Can you carry the commentary below on Obama and the credit downgrade forward from its final paragraph, in the same voice?

__Document extract__
────────────────

Now that the Lightworker has fallen to earth and the glorious new way of being on the planet turns out to be a lowered credit rating, some of his prominent supporters have fallen silent or resentful. Heady Lincoln comparisons have given way to Carter comparisons, sotto voce: “We are watching him turn into Jimmy Carter right before our eyes,” an anonymous Democratic Senator said to New York Times columnist Maureen Dowd.

To the Richard Cohens of the press, he is no longer cool but cold. It is now safe for them to say that he lacks any special gift for “leadership.” Washington Post columnist Dana Milbank acidly observed about his speech on Monday, “He delivered his statement on the economy beneath a portrait of Abraham Lincoln, but that was as close as he came to forceful leadership.”

While they decry the “obstructionism” of the Tea Party, they condemn Obama for not displaying obstructionism of his own. The issue of his inexperience has once again resurfaced, at the very moment this week’s loss of SEALs in Afghanistan dims the accomplishment of killing Bin Laden that had put, so Obama thought, concerns about his inexperience to rest.

A turbulent stock market has added to his troubles. His speech on Monday about the credit downgrade accelerated rather than arrested the slide. His protestation that the U.S. “always will be a triple-A country” was hardly reassuring, a line to be remembered only for its feebleness. He has managed to make America sound like a minor league team.

Obama considers the credit downgrade a consequence not of the debt itself but of the debate about the debt. Yet the Treasury Department’s triumphant discovery of a $2 trillion “error” in the math of Standard & Poor’s belies that analysis: Were the size of the debt not the fundamental reason for the downgrade, why would that error even matter? Moreover, if “political dysfunction” had the power to scare Standard & Poor’s into lowering the credit rating, why did Obama and company stoke that fear by describing the Tea Party as a collection of hostage-takers and terrorists? Why didn’t White House officials, as sudden experts on the rationale of S&P’s scoring, anticipate the possibility of a “political dysfunction” downgrade and tone down their rhetoric?

────────────────

__Supplied data__
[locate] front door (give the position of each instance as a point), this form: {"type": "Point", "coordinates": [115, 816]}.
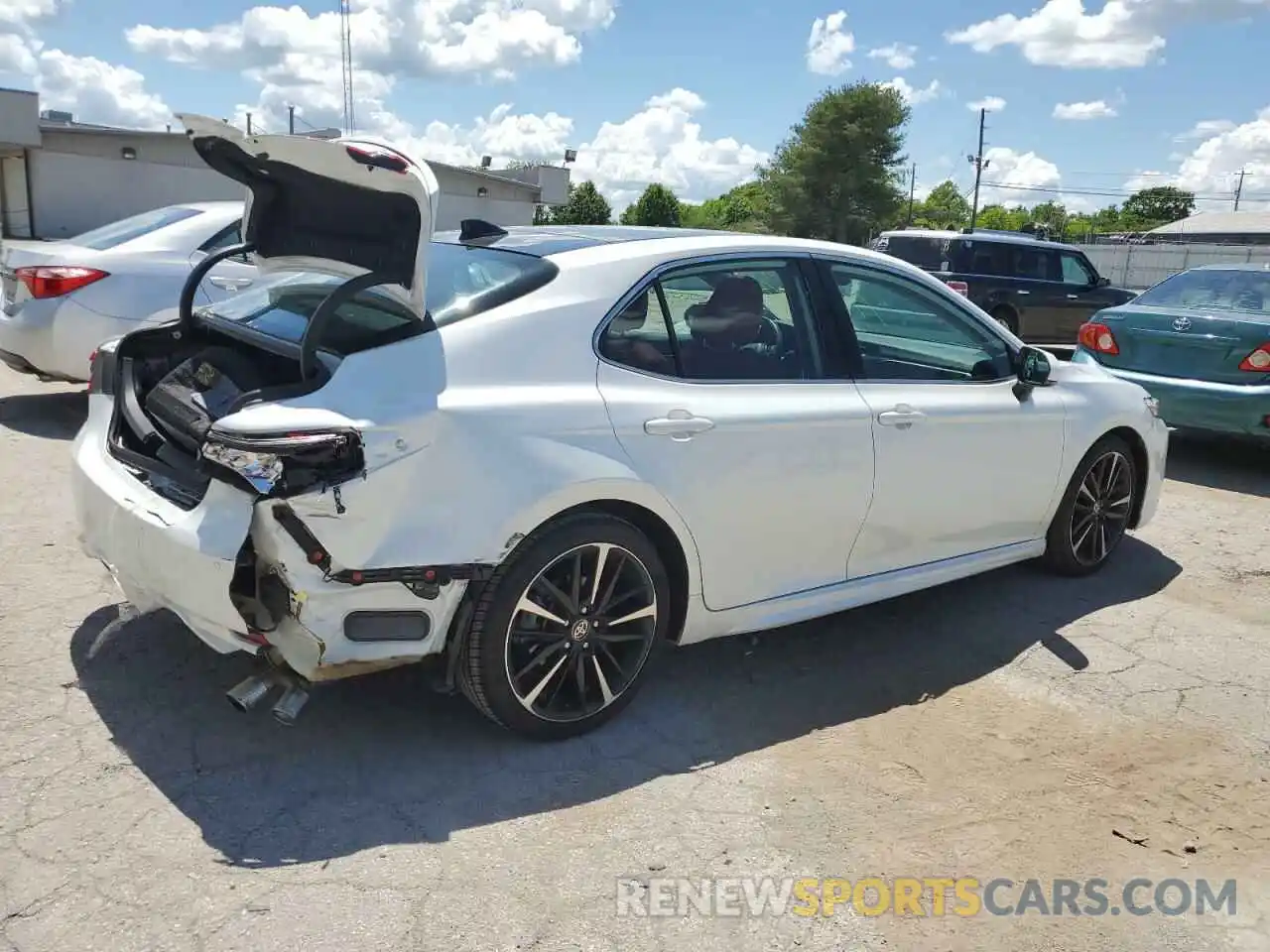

────────────────

__Written answer__
The “Tea Party downgrade” claim is the sort of desperately superficial explanation one would expect from pols who consider the appearance of solving problems to be more crucial than the reality of solving them. Blaming the Tea Party for America’s lower credit rating is like “blaming firemen for fires,” as Senator Rand Paul puts it.  

Yet to the chattering class, America’s fundamental weakness is not staggering debt but the absence of an easygoing style of bipartisanship that accepts it. “We can always print money” to pay our debts, as Alan Greenspan says. The critics of the Tea Party didn’t want a dime cut from the budget and are in fact calling for a resurgence of Keynesianism — a “massive second stimulus” and so on. “Jobs,” not debt, is the issue, they say, and government hiring is the answer. Perhaps if Obama added a few more trillions of dollars to the debt through a second stimulus America could one day enjoy the low unemployment rates once seen in Communist countries.

It used to be just a metaphor to say America is going the way of Rome. Now it can be said literally, as the U.S. moves toward European-levels of debt. As promised by his starry-eyed supporters, Obama has indeed ushered in a new America, but it looks more and more like the legacy of a lightweight than a “Lightworker.”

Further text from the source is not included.